[Task details] Repeat the data below verbatim, reproducing every line without any change.

[Supplied entries]
====

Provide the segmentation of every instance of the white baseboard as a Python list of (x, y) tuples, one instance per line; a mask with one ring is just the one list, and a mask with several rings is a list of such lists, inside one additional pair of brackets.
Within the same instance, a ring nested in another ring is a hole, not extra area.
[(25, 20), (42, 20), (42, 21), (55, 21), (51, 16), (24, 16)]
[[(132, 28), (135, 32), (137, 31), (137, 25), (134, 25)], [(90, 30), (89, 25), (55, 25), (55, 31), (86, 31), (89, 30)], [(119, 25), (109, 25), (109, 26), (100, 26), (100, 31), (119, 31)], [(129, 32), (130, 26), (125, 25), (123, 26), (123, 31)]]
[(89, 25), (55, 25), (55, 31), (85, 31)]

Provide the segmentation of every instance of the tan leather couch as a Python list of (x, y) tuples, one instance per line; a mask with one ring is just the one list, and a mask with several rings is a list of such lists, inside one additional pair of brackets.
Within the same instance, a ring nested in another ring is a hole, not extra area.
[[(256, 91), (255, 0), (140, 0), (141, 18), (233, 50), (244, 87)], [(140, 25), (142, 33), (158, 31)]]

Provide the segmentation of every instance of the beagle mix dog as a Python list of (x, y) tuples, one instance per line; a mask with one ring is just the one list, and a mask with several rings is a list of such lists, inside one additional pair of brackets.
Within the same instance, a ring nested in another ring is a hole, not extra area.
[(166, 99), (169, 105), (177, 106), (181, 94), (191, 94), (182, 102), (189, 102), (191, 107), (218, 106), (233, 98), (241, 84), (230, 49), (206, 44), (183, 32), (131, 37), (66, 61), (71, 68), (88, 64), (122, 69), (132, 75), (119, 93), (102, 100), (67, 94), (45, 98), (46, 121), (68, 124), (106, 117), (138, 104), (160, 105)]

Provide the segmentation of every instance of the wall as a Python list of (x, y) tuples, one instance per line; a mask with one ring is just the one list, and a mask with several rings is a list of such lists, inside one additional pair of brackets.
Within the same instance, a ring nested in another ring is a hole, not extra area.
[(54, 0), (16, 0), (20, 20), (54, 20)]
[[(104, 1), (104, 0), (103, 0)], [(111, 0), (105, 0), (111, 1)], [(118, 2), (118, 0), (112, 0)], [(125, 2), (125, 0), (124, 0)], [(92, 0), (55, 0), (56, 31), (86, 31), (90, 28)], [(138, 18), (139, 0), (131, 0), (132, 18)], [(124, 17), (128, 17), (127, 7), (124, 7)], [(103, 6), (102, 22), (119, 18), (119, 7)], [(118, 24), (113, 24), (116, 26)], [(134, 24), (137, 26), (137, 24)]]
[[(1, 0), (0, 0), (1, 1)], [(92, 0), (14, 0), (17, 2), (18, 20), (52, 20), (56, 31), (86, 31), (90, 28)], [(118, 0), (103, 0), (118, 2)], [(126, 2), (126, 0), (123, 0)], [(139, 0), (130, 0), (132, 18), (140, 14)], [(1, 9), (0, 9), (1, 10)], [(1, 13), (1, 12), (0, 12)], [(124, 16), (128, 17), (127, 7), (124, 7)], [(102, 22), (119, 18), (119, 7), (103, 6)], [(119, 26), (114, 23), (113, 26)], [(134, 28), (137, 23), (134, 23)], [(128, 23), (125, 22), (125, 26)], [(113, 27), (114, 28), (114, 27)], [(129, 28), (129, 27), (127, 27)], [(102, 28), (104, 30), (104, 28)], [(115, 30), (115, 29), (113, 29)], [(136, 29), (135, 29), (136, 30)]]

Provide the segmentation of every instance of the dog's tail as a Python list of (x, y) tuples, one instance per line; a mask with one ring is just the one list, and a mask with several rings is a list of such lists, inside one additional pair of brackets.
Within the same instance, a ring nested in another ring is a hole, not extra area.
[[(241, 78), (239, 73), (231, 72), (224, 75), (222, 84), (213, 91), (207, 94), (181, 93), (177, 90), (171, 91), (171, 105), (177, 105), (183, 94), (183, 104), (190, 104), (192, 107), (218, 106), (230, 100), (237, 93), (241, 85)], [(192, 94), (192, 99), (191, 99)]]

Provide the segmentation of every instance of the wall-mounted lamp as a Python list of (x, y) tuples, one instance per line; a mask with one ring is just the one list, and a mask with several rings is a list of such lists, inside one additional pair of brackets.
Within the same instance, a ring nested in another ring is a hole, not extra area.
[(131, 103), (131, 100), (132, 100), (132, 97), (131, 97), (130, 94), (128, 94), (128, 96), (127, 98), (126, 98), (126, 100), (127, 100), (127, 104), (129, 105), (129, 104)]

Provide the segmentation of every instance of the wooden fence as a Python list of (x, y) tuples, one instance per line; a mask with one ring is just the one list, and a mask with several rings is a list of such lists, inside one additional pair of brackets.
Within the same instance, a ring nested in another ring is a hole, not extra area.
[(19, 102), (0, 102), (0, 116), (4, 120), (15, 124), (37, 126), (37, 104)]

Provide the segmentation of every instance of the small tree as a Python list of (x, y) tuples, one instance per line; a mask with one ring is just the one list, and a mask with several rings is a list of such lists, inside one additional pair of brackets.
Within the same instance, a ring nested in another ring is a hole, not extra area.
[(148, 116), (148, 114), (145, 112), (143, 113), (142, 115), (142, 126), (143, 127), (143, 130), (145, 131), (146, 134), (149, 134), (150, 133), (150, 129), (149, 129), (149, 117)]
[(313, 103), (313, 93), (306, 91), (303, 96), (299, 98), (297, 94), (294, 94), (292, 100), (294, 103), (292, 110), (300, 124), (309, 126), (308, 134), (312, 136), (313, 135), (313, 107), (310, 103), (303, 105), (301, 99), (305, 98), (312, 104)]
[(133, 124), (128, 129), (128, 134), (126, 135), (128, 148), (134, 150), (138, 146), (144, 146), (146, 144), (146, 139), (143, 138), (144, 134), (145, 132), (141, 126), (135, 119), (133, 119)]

====

[Right answer]
Provide the segmentation of every instance of the white baseboard as a Python list of (x, y) tuples, one instance per line; a mask with one ring is just the one list, and a mask with several rings is a list of such lists, inside one additional pair of brackets.
Within the same instance, a ring nested in another ring is a hole, not extra area.
[(25, 20), (42, 20), (42, 21), (55, 21), (51, 16), (24, 16)]
[[(132, 28), (135, 32), (137, 31), (137, 25), (134, 25)], [(90, 30), (89, 25), (55, 25), (55, 31), (86, 31), (89, 30)], [(119, 25), (109, 25), (109, 26), (100, 26), (100, 31), (119, 31)], [(129, 32), (130, 26), (125, 25), (123, 26), (123, 31)]]
[(89, 25), (55, 25), (55, 31), (85, 31)]

Provide the segmentation of every instance of the tan leather couch as a Python list of (x, y) tuples, one instance per line; a mask with one ring is just the one list, and a mask with several rings is a list of such lists, inside one additional pair of brackets.
Within the same instance, a ring nested in another ring is a hole, not extra area.
[[(256, 91), (255, 0), (140, 0), (141, 18), (233, 50), (244, 87)], [(140, 25), (142, 33), (158, 31)]]

Provide the segmentation of every instance of the beagle mix dog as a Python list of (x, y) tuples, one instance per line; a mask with one ring is just the one list, and a mask with several rings is a list of such lists, inside one additional pair of brackets.
Within the same instance, a ring nested in another ring is a hole, not extra area.
[(166, 99), (169, 105), (177, 106), (181, 94), (191, 94), (182, 102), (189, 102), (191, 107), (218, 106), (233, 98), (241, 84), (230, 49), (206, 44), (183, 32), (131, 37), (66, 61), (71, 68), (88, 64), (122, 69), (132, 75), (119, 93), (102, 100), (67, 94), (45, 98), (46, 121), (68, 124), (106, 117), (138, 104), (160, 105)]

Provide the segmentation of every instance of the wall as a Python list of (x, y) tuples, one instance per line; a mask with one ring is just the one list, and a mask with several rings is a list of such lists, inside one additional pair of brackets.
Within the same instance, a ring nested in another ring is a hole, not extra area.
[(54, 0), (16, 0), (20, 20), (54, 20)]
[[(104, 1), (104, 0), (103, 0)], [(111, 0), (105, 0), (111, 1)], [(118, 2), (118, 0), (112, 0)], [(125, 2), (125, 0), (124, 0)], [(92, 0), (55, 0), (56, 31), (86, 31), (90, 28)], [(138, 18), (139, 0), (131, 0), (132, 18)], [(124, 17), (128, 17), (127, 7), (124, 7)], [(103, 6), (102, 22), (119, 18), (119, 7)], [(118, 24), (113, 24), (116, 26)], [(134, 24), (137, 26), (137, 24)]]
[[(1, 0), (0, 0), (1, 1)], [(92, 0), (14, 0), (17, 2), (18, 20), (52, 20), (56, 31), (86, 31), (90, 28)], [(118, 0), (103, 0), (118, 2)], [(126, 2), (126, 0), (123, 0)], [(139, 0), (130, 0), (132, 18), (140, 14)], [(1, 9), (0, 9), (1, 10)], [(1, 13), (1, 12), (0, 12)], [(124, 16), (128, 17), (127, 7), (124, 7)], [(102, 22), (119, 18), (119, 7), (103, 6)], [(119, 26), (114, 23), (113, 26)], [(134, 28), (137, 23), (134, 23)], [(128, 23), (125, 22), (125, 26)], [(113, 27), (114, 28), (114, 27)], [(129, 28), (129, 27), (127, 27)], [(102, 28), (104, 30), (104, 28)], [(115, 30), (115, 29), (113, 29)], [(136, 29), (135, 29), (136, 30)]]

Provide the segmentation of every instance of the dog's tail as a Python list of (x, y) tuples, one instance per line; a mask with one ring is just the one list, and a mask with several rings is a list of such lists, inside one additional pair of brackets.
Within the same instance, a ring nested in another ring is a hole, not extra area.
[[(241, 78), (239, 73), (231, 72), (224, 75), (222, 84), (213, 91), (207, 94), (181, 93), (177, 90), (171, 91), (171, 105), (177, 105), (183, 94), (183, 104), (190, 104), (192, 107), (218, 106), (230, 100), (237, 93), (241, 85)], [(192, 94), (192, 99), (191, 99)]]

Provide the segmentation of every instance of the wall-mounted lamp as a Python list of (x, y) tuples, one instance per line; a mask with one ring is just the one list, and a mask with several rings is a list of such lists, inside one additional pair of brackets.
Within the same instance, a ring nested in another ring is a hole, not extra area.
[(131, 103), (131, 100), (132, 100), (132, 97), (131, 97), (130, 94), (128, 94), (128, 96), (127, 98), (126, 98), (126, 100), (127, 100), (127, 104), (129, 105), (129, 104)]

Provide the segmentation of every instance of the wooden fence as a Python list of (x, y) tuples, one instance per line; a mask with one ring is just the one list, and a mask with several rings is a list of such lists, inside one additional pair of brackets.
Within the same instance, a ring nested in another ring is a hole, not extra area.
[(19, 102), (0, 102), (0, 116), (4, 120), (15, 124), (37, 126), (37, 104)]

Provide the segmentation of every instance of the small tree as a Python list of (x, y) tuples, one instance per line; a mask with one ring is just the one list, and a mask with several rings is a list of such lists, inside one additional pair of brackets.
Within the same instance, a ring nested in another ring is a hole, not extra area.
[(148, 116), (148, 114), (145, 112), (143, 113), (142, 115), (142, 126), (143, 127), (143, 130), (145, 131), (146, 134), (149, 134), (150, 133), (150, 129), (149, 129), (149, 117)]
[(313, 103), (313, 93), (306, 91), (303, 96), (299, 98), (297, 94), (294, 94), (292, 100), (294, 103), (292, 110), (300, 124), (309, 126), (308, 134), (312, 136), (313, 135), (313, 107), (310, 103), (303, 105), (301, 99), (305, 98), (312, 104)]
[(133, 124), (128, 129), (128, 134), (126, 135), (128, 148), (134, 150), (138, 146), (144, 146), (146, 144), (146, 139), (143, 138), (144, 134), (145, 132), (141, 126), (135, 119), (133, 119)]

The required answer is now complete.